**TEXT PASSAGE**
========================================================================

No Straight Answer For Surgery Costs
Rebekah Eliason for redOrbit.com – Your Universe Online
For most products, consumers have access to a wealth of data and information to guide them in a purchasing decision. When it comes to health care, especially the price of surgical procedures, information is nearly impossible to find.
According to a new study from the University of Iowa, the quote for prostate cancer surgery varied between 100 hospitals by a 13-fold range. When comparing prices, the team found a wide range of $10,100 to $135,000 as a price estimate with an average of $35,000, which is more than twice as much as the Medicare reimbursement.
Out of the 100 hospitals, only 10 provided cost estimates for anesthesia and the surgeon, which are both essential elements in the pricing of surgical procedures. Only three hospitals were willing to give a hard copy of the charges.
“Such variability in pricing can produce significant confusion for consumers who are accustomed to the rules of free-market economics, which equate higher fees with higher quality,” write the UI researchers, in the journal Urology. “Unfortunately, in health care, this has not been found to be true.”

========================================================================

**INFORMATION SHOWN**

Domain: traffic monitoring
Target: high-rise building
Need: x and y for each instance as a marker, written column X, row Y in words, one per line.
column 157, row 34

========================================================================

**YOUR TASKS**
1) In the article on surgery costs, how many of the 100 hospitals gave cost estimates for anesthesia and the surgeon?
2) Summarize the article on surgery costs in two sentences.
3) Write the next few paragraphs of the article on surgery costs, picking up after its final sentence.

**ANSWERS PROVIDED**
1) Only 10 of the 100 hospitals did.

2) A University of Iowa study found that price quotes for prostate cancer surgery at 100 hospitals ranged from $10,100 to $135,000, with an average of $35,000, more than twice the Medicare reimbursement. Only 10 hospitals included estimates for anesthesia and the surgeon, and only three would provide a hard copy of the charges, a variability the researchers say confuses consumers who expect higher fees to mean higher quality.

3)
Prostate disease is an enormous health concern in the US and accounts for 28 percent of cancer diagnoses in men. According to the American Cancer Society, approximately $12 billion is spent each year for the treatment costs of prostate disease. Government figures estimate 138,000 prostate surgeries are performed yearly. Although the disease is common and surgeries are commonly performed, it is still difficult to find an accurate price quote.
According to Bradley Erickson, assistant professor in urology at the UI and corresponding author of the study, this is partly due to the system itself since what hospitals charge for a procedure does not reflect actual costs.
He explained that the hospital quote is similar to the opening salvo of a negotiation with the health insurance provider. When this is the case, the higher the hospitals quote the more negotiation room and potential for high reimbursement.
“These (hospital) charges don’t mean anything,” Erickson notes. “There’s no weight behind them.”
Essentially this means that consumers are provided with inflated figures putting them “at a significant disadvantage,” according to Erickson. Also, consumers have no access to how well a hospital performs prostate cancer surgeries since they only divulge the data to government agencies.
That lack of transparency is “a huge problem,” Erickson says. “It doesn’t really incentivize any place to improve outcomes, because no one is holding us individually accountable for it.”
Erickson noted that under the new Affordable Care Act, the inability to find accurate pricing may be worrisome to health-care consumers who may face higher deductibles. “We’re not ready for it (pricing transparency), because most hospitals can’t tell you how much they charge,” he says. “And the ones that do aren’t based on reality.”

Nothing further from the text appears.